PROBLEM TO WORK ON =>
Please restate every record below word for word.

RECORDS =>
++++

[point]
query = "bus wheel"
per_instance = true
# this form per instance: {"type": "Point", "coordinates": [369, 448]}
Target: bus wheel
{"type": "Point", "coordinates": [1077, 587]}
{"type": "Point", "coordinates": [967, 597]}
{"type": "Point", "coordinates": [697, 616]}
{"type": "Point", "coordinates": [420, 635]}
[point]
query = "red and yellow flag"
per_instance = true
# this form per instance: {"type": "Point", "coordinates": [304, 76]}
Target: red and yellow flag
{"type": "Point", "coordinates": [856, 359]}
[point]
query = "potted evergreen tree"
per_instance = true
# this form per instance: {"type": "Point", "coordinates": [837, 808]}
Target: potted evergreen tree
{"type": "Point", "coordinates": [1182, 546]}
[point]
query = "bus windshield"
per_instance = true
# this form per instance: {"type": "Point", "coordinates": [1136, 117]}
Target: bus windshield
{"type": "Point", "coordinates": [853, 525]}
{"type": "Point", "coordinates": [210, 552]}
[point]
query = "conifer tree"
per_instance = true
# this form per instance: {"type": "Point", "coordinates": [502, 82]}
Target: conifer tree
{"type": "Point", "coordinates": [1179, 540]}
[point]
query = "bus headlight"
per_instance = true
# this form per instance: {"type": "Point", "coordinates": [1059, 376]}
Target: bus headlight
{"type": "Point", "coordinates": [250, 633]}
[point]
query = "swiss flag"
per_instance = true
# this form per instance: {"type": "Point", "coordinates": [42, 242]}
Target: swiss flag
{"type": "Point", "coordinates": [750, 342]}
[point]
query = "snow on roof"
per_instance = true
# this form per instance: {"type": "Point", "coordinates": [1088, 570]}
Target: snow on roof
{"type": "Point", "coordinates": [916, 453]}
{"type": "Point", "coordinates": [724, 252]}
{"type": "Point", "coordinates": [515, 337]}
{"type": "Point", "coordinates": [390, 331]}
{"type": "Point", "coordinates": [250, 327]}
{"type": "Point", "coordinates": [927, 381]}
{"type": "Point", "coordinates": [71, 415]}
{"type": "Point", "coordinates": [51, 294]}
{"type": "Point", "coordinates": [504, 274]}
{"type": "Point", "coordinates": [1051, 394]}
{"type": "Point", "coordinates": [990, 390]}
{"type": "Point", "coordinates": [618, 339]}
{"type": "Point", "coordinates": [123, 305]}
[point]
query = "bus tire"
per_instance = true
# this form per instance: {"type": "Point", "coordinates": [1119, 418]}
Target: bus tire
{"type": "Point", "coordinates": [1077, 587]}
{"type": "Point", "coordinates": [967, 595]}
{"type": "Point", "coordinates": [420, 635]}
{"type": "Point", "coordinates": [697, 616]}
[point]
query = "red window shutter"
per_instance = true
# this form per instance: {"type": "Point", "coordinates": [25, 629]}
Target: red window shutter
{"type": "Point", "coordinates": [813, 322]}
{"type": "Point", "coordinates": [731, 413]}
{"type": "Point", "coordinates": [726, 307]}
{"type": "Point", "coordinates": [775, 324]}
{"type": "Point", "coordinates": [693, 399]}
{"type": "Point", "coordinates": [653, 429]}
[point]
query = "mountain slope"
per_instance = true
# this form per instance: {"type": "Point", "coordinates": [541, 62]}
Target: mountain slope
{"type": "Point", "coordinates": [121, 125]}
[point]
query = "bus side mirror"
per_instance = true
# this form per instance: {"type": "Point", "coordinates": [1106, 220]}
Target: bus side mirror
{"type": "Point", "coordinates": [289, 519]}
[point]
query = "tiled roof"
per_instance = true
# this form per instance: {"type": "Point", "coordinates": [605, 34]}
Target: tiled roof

++++

TASK ANSWER =>
[point]
query = "bus wheel"
per_instance = true
# this form per instance: {"type": "Point", "coordinates": [369, 448]}
Target: bus wheel
{"type": "Point", "coordinates": [1077, 587]}
{"type": "Point", "coordinates": [967, 597]}
{"type": "Point", "coordinates": [697, 616]}
{"type": "Point", "coordinates": [420, 635]}
[point]
query = "red and yellow flag"
per_instance = true
# this form per instance: {"type": "Point", "coordinates": [304, 76]}
Target: red and yellow flag
{"type": "Point", "coordinates": [856, 359]}
[point]
query = "potted evergreen tree"
per_instance = true
# this form per instance: {"type": "Point", "coordinates": [837, 808]}
Target: potted evergreen tree
{"type": "Point", "coordinates": [1182, 546]}
[point]
query = "bus windshield"
per_instance = true
# this form per instance: {"type": "Point", "coordinates": [1136, 117]}
Target: bus windshield
{"type": "Point", "coordinates": [853, 525]}
{"type": "Point", "coordinates": [210, 552]}
[point]
query = "conifer tree"
per_instance = true
# this form per instance: {"type": "Point", "coordinates": [502, 82]}
Target: conifer tree
{"type": "Point", "coordinates": [1179, 540]}
[point]
query = "bus headlight"
per_instance = true
# this form per instance: {"type": "Point", "coordinates": [1059, 376]}
Target: bus headlight
{"type": "Point", "coordinates": [250, 633]}
[point]
query = "swiss flag"
per_instance = true
# this form per instance: {"type": "Point", "coordinates": [42, 242]}
Target: swiss flag
{"type": "Point", "coordinates": [750, 342]}
[point]
query = "snow on roof"
per_instance = true
# this form per instance: {"type": "Point", "coordinates": [1088, 570]}
Target: snow on roof
{"type": "Point", "coordinates": [916, 453]}
{"type": "Point", "coordinates": [724, 252]}
{"type": "Point", "coordinates": [515, 337]}
{"type": "Point", "coordinates": [390, 331]}
{"type": "Point", "coordinates": [250, 327]}
{"type": "Point", "coordinates": [927, 381]}
{"type": "Point", "coordinates": [71, 415]}
{"type": "Point", "coordinates": [51, 294]}
{"type": "Point", "coordinates": [504, 274]}
{"type": "Point", "coordinates": [1051, 394]}
{"type": "Point", "coordinates": [990, 390]}
{"type": "Point", "coordinates": [618, 339]}
{"type": "Point", "coordinates": [123, 305]}
[point]
query = "bus tire"
per_instance = true
# this form per instance: {"type": "Point", "coordinates": [1119, 418]}
Target: bus tire
{"type": "Point", "coordinates": [1077, 587]}
{"type": "Point", "coordinates": [967, 595]}
{"type": "Point", "coordinates": [420, 635]}
{"type": "Point", "coordinates": [697, 616]}
[point]
query = "red window shutter"
per_instance = true
# this form per instance: {"type": "Point", "coordinates": [25, 629]}
Target: red window shutter
{"type": "Point", "coordinates": [813, 322]}
{"type": "Point", "coordinates": [731, 413]}
{"type": "Point", "coordinates": [726, 307]}
{"type": "Point", "coordinates": [775, 324]}
{"type": "Point", "coordinates": [693, 399]}
{"type": "Point", "coordinates": [653, 429]}
[point]
query = "mountain slope"
per_instance = true
# this form per instance: {"type": "Point", "coordinates": [541, 62]}
Target: mountain slope
{"type": "Point", "coordinates": [121, 125]}
[point]
query = "bus side mirror"
per_instance = true
# this form per instance: {"type": "Point", "coordinates": [1106, 220]}
Target: bus side mirror
{"type": "Point", "coordinates": [289, 519]}
[point]
query = "tiled roof"
per_instance = true
# this form per instance: {"type": "Point", "coordinates": [605, 34]}
Target: tiled roof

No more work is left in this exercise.